**Aim of the exercise:** Identify every line in the entries below that contains the string "woman", and copy each one. Case counts.

* start Entries provided *

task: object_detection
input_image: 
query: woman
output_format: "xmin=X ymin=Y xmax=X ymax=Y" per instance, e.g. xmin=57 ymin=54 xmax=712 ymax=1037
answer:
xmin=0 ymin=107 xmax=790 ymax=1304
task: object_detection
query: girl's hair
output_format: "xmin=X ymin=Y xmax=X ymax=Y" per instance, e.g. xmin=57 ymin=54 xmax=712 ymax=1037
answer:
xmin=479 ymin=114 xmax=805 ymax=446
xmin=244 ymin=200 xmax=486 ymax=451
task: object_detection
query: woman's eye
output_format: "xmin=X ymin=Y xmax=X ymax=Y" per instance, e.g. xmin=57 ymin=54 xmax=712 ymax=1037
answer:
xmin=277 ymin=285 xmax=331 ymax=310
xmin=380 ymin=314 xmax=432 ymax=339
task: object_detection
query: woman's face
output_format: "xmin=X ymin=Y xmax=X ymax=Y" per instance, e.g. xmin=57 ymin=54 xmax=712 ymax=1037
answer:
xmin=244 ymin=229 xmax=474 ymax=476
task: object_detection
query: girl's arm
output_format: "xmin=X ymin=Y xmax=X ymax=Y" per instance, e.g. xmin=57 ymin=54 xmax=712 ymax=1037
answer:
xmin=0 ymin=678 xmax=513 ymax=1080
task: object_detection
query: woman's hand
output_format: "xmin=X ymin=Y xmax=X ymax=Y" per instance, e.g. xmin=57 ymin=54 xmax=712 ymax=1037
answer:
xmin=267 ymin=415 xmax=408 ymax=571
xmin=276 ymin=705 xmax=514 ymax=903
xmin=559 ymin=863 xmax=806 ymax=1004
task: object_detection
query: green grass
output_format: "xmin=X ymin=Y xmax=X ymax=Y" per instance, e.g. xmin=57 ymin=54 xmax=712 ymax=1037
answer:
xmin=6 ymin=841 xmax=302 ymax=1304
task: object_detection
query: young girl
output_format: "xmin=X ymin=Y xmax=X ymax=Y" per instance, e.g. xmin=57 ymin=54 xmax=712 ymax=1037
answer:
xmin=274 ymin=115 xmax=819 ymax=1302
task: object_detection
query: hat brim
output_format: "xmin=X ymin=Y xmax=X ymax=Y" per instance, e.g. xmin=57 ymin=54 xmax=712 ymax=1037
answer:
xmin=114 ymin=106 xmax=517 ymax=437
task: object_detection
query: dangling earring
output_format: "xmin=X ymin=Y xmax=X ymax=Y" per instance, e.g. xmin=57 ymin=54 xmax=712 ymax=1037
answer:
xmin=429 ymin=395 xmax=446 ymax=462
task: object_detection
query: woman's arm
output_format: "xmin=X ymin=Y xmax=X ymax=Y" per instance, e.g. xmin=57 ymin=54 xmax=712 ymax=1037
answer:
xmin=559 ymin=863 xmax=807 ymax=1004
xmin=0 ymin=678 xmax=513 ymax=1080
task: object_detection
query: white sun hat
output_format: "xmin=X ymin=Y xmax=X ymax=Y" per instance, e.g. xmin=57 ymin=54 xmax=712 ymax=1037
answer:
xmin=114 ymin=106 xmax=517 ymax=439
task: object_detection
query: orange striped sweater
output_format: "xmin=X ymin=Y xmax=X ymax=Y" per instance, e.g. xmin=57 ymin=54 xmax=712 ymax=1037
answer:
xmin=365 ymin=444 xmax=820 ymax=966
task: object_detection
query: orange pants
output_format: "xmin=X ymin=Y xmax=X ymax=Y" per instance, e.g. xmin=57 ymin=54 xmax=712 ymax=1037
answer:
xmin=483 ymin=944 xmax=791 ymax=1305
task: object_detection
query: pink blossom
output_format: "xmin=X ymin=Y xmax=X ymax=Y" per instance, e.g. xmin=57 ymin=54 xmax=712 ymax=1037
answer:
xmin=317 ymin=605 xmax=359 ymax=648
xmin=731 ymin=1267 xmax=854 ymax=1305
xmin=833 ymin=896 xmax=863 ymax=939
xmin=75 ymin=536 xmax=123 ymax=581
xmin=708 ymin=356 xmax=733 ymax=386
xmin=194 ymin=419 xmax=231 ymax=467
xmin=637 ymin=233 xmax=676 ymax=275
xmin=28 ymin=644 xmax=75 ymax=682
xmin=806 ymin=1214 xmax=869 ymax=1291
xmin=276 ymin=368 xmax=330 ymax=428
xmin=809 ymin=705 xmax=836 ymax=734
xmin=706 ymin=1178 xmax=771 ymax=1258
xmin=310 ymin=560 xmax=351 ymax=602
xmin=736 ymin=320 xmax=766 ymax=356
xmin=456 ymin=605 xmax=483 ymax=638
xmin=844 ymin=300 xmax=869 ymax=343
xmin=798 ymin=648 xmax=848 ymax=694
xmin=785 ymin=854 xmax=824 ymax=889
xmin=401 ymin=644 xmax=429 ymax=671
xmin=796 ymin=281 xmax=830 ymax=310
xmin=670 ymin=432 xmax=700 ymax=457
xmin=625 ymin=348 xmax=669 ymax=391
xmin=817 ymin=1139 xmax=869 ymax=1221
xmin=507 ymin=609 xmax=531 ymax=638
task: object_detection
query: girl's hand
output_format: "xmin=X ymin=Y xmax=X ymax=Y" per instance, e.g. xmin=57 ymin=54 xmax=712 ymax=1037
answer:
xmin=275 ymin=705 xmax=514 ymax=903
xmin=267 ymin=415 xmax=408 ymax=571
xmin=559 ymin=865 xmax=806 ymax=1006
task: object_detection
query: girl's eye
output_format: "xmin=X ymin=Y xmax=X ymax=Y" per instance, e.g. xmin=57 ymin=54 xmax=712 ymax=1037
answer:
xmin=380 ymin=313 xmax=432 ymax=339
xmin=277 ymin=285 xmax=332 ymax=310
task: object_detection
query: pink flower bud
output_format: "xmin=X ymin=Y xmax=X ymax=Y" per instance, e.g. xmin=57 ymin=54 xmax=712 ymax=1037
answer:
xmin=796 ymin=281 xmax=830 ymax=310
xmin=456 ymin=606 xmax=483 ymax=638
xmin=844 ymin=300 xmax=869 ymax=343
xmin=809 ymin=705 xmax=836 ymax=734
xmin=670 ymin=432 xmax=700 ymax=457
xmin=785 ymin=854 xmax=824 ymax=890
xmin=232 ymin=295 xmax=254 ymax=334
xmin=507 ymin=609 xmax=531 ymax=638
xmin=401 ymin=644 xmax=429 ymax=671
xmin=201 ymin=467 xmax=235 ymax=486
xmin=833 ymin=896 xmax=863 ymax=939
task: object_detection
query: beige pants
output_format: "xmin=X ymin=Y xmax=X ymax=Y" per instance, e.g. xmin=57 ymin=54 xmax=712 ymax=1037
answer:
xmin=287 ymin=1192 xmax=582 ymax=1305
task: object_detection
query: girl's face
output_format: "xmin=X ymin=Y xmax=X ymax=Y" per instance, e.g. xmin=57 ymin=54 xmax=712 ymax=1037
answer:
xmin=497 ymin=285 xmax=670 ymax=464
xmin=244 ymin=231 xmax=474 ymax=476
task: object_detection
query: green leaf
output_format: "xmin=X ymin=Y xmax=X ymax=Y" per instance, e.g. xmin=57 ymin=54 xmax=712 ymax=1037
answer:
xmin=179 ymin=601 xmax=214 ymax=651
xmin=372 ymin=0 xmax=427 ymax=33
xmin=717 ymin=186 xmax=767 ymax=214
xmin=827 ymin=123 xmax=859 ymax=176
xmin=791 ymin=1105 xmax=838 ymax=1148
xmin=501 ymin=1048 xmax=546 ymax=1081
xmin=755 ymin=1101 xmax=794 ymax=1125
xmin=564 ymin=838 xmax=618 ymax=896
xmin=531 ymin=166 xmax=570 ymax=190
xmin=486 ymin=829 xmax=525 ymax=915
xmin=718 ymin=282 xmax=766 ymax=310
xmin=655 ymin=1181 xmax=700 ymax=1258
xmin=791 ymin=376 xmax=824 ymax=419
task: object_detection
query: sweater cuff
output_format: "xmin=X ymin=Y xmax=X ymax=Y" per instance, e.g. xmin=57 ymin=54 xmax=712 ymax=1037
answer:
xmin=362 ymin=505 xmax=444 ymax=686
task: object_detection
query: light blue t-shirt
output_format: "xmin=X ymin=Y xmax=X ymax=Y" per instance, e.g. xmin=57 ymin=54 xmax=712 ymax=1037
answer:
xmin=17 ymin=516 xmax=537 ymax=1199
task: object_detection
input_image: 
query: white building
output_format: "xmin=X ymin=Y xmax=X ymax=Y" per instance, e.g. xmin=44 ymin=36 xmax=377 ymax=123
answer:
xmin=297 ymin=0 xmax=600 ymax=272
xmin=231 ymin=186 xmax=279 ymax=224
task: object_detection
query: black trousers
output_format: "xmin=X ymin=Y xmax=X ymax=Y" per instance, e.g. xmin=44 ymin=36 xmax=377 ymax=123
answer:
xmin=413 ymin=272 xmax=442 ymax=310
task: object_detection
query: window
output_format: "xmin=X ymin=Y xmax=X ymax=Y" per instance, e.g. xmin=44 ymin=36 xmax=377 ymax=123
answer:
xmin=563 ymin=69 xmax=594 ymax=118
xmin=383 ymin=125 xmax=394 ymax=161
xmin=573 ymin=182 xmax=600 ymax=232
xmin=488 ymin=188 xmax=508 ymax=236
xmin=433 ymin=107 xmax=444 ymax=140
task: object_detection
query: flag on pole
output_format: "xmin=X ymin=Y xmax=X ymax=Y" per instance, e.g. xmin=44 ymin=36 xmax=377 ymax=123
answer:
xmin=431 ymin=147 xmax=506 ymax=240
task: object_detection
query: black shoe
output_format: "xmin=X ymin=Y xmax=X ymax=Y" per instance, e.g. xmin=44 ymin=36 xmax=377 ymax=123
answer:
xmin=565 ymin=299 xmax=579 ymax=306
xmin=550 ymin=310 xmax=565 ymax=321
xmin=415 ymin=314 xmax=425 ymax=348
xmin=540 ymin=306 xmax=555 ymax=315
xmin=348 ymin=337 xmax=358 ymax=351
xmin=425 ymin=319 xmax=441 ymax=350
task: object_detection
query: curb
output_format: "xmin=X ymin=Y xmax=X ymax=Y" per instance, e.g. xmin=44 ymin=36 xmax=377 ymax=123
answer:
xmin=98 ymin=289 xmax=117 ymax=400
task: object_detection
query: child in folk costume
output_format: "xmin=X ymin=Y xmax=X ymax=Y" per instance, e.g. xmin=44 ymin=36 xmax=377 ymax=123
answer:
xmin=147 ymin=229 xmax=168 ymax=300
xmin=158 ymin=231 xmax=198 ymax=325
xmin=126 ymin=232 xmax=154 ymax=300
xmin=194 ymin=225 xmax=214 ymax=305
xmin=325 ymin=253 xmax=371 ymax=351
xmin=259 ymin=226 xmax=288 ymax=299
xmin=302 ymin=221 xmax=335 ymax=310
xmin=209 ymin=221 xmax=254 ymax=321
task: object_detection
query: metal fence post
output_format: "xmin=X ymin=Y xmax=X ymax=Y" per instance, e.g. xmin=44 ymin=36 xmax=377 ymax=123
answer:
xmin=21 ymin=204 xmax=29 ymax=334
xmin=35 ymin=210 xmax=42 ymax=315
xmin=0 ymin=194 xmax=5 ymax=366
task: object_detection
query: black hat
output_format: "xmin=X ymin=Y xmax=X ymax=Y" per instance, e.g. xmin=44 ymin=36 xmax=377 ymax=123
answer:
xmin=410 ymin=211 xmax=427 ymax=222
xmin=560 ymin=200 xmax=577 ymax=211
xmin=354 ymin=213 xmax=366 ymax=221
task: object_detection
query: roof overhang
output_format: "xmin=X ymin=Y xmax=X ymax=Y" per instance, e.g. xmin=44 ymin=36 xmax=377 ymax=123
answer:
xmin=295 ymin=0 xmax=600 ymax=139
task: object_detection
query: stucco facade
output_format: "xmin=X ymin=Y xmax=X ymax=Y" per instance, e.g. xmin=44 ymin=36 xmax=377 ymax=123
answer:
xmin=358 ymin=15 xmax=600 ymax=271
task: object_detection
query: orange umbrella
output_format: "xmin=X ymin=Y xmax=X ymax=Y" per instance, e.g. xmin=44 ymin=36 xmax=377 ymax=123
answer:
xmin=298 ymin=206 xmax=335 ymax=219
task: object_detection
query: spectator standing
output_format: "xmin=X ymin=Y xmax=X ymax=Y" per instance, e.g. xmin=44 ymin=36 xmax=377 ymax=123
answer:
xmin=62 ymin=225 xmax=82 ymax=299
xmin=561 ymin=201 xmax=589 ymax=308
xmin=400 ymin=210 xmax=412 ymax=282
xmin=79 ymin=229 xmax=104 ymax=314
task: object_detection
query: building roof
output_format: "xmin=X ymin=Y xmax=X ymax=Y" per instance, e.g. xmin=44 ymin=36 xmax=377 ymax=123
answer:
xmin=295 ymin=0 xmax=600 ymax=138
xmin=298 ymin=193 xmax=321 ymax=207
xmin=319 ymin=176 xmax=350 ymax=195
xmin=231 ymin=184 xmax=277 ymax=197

* end Entries provided *

**Written answer:**
query: woman
query: woman's eye
query: woman's face
query: woman's hand
query: woman's arm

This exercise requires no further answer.